Selected excerpt:

────────

Employee awarded $26,000 after dismissal for running sex store

A worker was unfairly dismissed after selling sex toys outside of work

Employee awarded $26,000 after dismissal for running sex store
CSL Limited has been ordered to pay an employee $26,000 for unfair dismissal after he was sacked selling sex toys outside of work, in addition to a number of other allegations.

The worker was employed by Seqirus, a subsidiary of the pharmaceutical company CSL, between July 2015 and January 2017, when his employment was terminated.

From September to December 2016 he made a number of workplace bullying allegations against his direct manager.

However, during the same period CSL started performance management with the employee and raised a number of concerns about his own behaviour.

After taking stress leave (which was backed up by medical evidence) the company dismissed the employee, claiming he failed to communicate an extended absence and did not attend three meetings in January.

In addition to concerns about his performance, the company alleged that he had breached his employment contract by selling sex toys.

The employee was awarded compensation equivalent to eight weeks’ salary plus superannuation, however given that his relationship had become irreparable, there was no order made to reinstate him.

Commissioner Nicholas Wilson said in the verdict that although CSL characterises the employee’s behaviour as "misconduct", he is not satisfied in all circumstances that it was, and accordingly does not discount the amount of compensation for that factor.

“Reasonably if CSL considered the running of either the snaapit site or an eBay store was in breach of its employment contract it could have told him that with an “end it now” directive and that could have been the end of the matter,” said Wilson.

“However, in the context of both the evidence in relation to the allegation about Mr Saunders extracurricular activities as well as the other allegations that were made against him, the Commission is drawn to the probability that from the time CSL found out about the stores and what they sold, it had already made the decision to part company with him.”

HRD contacted Seqirus for comment and a spokesperson said the company is unhappy with the result.

“Seqirus is disappointed by the outcome of the case, however we do not see value in protracting the matter through a costly appeal process,” said the spokesperson.

“While it is not appropriate for us to comment on the specifics of any legal cases, we take pride in our record as an Australian employer who is committed to treating our people in a lawful and fair manner, and engendering a workplace culture of mutual trust and respect.”

────────

Dataset extract:
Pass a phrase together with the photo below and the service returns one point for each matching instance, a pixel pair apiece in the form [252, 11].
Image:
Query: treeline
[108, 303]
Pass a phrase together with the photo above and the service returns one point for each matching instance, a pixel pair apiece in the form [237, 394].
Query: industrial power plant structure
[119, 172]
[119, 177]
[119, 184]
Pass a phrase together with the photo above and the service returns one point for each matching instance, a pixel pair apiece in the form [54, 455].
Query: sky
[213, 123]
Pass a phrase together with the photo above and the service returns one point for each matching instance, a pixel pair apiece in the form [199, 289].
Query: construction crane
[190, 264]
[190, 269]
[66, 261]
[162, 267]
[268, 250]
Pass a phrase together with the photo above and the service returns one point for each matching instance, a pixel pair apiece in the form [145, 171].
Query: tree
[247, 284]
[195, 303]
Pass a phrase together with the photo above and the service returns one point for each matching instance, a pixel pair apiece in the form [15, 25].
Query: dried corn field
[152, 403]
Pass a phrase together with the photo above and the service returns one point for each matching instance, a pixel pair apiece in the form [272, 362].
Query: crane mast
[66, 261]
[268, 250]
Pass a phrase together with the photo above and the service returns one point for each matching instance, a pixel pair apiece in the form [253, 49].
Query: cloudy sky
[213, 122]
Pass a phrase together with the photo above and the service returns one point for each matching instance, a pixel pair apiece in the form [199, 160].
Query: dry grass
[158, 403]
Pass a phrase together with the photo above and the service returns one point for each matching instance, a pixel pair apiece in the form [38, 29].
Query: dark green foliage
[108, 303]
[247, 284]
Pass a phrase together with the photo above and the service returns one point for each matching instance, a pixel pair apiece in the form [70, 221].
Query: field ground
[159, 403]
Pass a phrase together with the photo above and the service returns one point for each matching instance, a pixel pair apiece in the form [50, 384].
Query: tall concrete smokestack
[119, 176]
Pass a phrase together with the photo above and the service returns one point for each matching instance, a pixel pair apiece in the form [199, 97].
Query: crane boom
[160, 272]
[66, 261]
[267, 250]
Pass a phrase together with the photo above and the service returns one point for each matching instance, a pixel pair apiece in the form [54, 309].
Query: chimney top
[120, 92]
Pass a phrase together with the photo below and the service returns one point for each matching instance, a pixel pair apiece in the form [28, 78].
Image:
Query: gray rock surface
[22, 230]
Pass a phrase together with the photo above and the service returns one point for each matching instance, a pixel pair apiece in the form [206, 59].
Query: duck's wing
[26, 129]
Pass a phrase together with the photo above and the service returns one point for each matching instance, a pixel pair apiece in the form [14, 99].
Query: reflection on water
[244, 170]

────────

Directions:
Rewrite the dismissal article starting with "After taking stress" and going on through "to reinstate him.", substituting "sick leave" for "stress leave". The listing has no connection to the dismissal article.

Response to the task:
After taking sick leave (which was backed up by medical evidence) the company dismissed the employee, claiming he failed to communicate an extended absence and did not attend three meetings in January.

In addition to concerns about his performance, the company alleged that he had breached his employment contract by selling sex toys.

The employee was awarded compensation equivalent to eight weeks’ salary plus superannuation, however given that his relationship had become irreparable, there was no order made to reinstate him.